== HOW TO COMPLETE THIS TASK ==
Search the records that follow and extract every line containing the string "white".

Spatial localization data:
Start of Block

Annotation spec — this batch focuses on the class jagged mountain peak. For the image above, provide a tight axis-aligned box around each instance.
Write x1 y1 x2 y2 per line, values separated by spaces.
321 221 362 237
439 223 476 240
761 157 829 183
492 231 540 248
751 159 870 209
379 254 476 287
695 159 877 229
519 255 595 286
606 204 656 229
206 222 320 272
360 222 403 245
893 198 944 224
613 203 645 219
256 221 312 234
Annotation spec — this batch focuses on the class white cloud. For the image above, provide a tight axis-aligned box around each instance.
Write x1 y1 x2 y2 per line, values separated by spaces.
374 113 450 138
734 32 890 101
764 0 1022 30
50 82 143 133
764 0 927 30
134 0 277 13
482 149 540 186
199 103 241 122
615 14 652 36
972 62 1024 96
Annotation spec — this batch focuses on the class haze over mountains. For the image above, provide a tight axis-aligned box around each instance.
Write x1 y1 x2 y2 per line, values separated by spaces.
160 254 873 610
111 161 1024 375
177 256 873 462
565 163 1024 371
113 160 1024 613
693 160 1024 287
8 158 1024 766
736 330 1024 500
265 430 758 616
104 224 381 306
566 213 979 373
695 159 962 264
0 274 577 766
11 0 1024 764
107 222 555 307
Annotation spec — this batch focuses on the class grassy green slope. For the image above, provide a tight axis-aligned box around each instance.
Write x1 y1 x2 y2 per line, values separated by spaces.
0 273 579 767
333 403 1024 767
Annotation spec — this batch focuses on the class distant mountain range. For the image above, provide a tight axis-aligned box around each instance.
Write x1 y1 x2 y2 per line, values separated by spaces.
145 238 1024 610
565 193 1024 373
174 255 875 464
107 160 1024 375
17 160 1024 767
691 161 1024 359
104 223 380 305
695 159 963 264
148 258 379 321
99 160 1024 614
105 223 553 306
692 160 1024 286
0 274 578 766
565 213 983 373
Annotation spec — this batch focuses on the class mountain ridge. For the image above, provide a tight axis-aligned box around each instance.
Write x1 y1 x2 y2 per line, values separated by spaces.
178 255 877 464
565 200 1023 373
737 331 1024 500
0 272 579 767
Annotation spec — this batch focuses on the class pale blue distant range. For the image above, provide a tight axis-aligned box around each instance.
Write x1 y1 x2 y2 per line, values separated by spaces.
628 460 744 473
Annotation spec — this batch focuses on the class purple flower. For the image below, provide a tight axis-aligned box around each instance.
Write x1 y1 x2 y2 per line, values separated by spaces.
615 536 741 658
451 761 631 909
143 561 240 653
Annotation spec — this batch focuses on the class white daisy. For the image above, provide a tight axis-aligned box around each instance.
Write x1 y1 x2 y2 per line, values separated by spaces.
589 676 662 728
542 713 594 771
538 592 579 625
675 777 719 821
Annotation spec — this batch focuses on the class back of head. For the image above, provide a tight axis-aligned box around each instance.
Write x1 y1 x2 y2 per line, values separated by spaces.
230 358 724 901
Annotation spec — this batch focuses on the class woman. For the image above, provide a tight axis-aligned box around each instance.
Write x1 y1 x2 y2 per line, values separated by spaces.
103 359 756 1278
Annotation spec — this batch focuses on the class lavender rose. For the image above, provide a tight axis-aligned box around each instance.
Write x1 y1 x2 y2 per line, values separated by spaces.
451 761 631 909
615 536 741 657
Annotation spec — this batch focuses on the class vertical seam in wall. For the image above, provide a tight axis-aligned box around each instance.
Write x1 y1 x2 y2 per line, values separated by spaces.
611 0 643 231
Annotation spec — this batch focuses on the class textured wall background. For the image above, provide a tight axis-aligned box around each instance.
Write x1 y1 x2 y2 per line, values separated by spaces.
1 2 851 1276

End of Block
Start of Block

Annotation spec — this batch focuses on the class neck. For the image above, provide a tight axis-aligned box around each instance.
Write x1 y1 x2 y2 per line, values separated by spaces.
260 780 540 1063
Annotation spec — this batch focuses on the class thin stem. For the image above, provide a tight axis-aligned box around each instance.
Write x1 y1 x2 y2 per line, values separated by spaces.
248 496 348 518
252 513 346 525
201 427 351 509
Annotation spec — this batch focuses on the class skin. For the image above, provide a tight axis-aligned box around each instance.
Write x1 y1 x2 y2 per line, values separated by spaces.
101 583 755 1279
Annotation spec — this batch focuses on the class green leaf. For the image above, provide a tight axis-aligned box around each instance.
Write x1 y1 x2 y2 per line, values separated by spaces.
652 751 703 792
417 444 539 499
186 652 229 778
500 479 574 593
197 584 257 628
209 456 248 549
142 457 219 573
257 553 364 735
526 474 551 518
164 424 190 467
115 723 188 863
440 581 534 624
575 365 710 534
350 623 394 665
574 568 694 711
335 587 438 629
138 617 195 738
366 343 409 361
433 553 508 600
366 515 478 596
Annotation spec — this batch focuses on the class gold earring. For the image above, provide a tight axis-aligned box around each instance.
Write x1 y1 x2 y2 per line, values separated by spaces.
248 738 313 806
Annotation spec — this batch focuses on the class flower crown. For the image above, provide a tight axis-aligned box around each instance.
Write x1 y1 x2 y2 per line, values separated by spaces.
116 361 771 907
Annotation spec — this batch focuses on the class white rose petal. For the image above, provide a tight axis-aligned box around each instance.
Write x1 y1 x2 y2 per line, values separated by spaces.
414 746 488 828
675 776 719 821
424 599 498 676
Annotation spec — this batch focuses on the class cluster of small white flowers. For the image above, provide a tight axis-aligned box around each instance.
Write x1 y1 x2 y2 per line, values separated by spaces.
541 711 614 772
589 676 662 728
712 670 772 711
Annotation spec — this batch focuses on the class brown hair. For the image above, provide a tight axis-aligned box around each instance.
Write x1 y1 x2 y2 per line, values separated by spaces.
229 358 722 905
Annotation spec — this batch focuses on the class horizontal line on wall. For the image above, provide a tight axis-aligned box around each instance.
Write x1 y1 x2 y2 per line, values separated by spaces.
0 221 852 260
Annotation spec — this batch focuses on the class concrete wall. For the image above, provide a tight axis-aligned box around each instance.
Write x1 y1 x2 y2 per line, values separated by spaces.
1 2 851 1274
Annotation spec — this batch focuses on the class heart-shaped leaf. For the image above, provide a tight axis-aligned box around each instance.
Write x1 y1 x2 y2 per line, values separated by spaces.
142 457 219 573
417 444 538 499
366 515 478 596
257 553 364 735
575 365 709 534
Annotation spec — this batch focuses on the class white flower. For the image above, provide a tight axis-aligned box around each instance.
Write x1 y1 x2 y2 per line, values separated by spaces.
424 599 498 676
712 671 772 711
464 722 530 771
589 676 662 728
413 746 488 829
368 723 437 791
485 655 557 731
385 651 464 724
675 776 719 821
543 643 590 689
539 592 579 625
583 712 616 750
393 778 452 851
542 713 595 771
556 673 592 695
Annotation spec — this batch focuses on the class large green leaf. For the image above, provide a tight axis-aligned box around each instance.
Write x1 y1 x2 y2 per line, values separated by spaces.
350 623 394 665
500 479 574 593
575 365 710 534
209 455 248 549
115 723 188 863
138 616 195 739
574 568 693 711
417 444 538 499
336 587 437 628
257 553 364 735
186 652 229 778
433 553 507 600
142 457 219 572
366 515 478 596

End of Block
Start of Block

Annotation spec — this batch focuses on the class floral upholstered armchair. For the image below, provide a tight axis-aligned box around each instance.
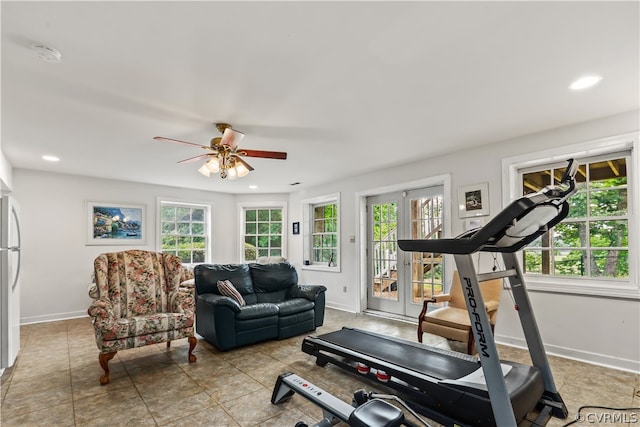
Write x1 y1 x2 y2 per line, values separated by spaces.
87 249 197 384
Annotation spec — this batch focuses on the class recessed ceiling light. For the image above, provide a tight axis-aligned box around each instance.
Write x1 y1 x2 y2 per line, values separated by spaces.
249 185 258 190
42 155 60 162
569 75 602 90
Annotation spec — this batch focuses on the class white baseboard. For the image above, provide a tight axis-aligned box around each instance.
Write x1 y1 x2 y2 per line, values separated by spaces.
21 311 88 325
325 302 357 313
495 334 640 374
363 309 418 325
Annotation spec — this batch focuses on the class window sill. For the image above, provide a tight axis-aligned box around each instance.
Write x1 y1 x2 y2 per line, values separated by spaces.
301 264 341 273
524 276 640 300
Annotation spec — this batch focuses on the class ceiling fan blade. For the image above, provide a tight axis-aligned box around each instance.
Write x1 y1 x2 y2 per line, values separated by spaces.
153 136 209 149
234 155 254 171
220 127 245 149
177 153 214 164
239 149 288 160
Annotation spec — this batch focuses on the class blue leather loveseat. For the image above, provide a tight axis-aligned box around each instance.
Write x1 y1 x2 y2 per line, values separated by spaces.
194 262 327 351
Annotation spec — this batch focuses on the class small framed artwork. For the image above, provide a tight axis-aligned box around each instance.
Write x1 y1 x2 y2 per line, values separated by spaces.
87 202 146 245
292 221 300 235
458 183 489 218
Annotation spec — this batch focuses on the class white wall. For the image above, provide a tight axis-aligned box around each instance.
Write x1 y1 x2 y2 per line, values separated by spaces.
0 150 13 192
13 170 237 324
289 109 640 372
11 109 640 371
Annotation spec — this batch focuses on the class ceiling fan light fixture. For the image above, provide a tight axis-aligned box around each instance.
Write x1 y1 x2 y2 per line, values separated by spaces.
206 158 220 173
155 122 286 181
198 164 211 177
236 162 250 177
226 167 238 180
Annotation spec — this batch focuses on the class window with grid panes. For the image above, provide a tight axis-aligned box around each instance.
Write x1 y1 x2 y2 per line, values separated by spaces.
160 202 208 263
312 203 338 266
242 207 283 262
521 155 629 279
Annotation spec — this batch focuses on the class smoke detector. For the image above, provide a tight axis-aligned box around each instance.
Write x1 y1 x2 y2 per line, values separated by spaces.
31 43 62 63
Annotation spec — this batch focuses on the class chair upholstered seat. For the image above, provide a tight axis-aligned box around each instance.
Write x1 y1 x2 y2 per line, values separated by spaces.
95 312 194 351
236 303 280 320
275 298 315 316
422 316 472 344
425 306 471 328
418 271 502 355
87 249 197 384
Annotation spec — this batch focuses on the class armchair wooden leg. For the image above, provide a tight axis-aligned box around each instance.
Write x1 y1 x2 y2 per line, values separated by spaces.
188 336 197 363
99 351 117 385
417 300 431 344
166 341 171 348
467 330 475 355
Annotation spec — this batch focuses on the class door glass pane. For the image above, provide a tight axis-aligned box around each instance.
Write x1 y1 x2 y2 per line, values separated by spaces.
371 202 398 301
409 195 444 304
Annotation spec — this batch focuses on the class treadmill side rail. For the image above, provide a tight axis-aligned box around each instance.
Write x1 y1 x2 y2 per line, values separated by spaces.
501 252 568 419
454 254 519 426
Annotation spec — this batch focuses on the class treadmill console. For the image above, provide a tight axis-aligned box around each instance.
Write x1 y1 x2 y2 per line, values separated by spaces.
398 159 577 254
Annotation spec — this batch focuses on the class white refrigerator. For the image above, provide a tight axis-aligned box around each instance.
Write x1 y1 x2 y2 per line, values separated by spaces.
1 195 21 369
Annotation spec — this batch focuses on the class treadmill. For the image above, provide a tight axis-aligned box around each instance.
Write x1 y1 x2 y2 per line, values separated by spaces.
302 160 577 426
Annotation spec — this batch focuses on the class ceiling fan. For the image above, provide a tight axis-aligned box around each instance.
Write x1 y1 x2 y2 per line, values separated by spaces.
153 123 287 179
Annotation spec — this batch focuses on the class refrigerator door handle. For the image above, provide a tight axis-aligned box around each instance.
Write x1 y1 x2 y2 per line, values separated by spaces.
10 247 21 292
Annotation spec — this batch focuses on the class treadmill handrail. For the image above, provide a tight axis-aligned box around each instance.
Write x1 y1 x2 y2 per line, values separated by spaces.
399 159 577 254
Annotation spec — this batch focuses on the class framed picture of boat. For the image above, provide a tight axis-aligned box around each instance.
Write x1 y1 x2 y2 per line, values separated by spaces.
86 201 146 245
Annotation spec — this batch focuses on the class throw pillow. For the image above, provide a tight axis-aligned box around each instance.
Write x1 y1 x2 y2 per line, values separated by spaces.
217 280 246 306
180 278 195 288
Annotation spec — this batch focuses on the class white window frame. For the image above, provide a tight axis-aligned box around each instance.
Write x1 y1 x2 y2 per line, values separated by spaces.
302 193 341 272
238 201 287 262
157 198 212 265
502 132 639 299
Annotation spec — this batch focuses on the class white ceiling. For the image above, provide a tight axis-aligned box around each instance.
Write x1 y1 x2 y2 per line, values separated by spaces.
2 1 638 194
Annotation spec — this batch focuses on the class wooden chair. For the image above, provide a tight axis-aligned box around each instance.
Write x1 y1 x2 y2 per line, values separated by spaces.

End of Block

== SOLUTION TO THIS EXERCISE ==
Annotation spec — this batch focuses on the class white cloud. For the image above, provide a tight axis-aligned box around each instance.
Annotation spec — this batch focuses on the class white daisy. For the image above, provide a tight axis-aligned box around each instance.
Annotation spec — this batch focuses on the class white rose petal. For the image above, provide a tight axis-aligned box around each instance.
Annotation spec — this batch focuses on the class cluster of small white flowers. For the image above, provide a tight axis-aligned box around each instance.
Annotation spec — this batch focuses on the class white flower. For the image above, provide a tight axis-aligned box around each instance.
Annotation spec — this batch focuses on the class white baseboard. For the image above, provide a tight axis-aligned box around each instance.
Annotation spec — this batch focuses on the class white wall. For the image above, provide a tight axis-aligned box around each instance.
Annotation spec — this batch focuses on the class white refrigerator. For the image above, provide a tight axis-aligned box around each instance.
Annotation spec — this batch focuses on the class white window frame. For the image above, provide a tight axis-aligned box around each instance.
Annotation spec — this batch focuses on the class white ceiling. For the image above, provide a tight axis-aligned box around each instance.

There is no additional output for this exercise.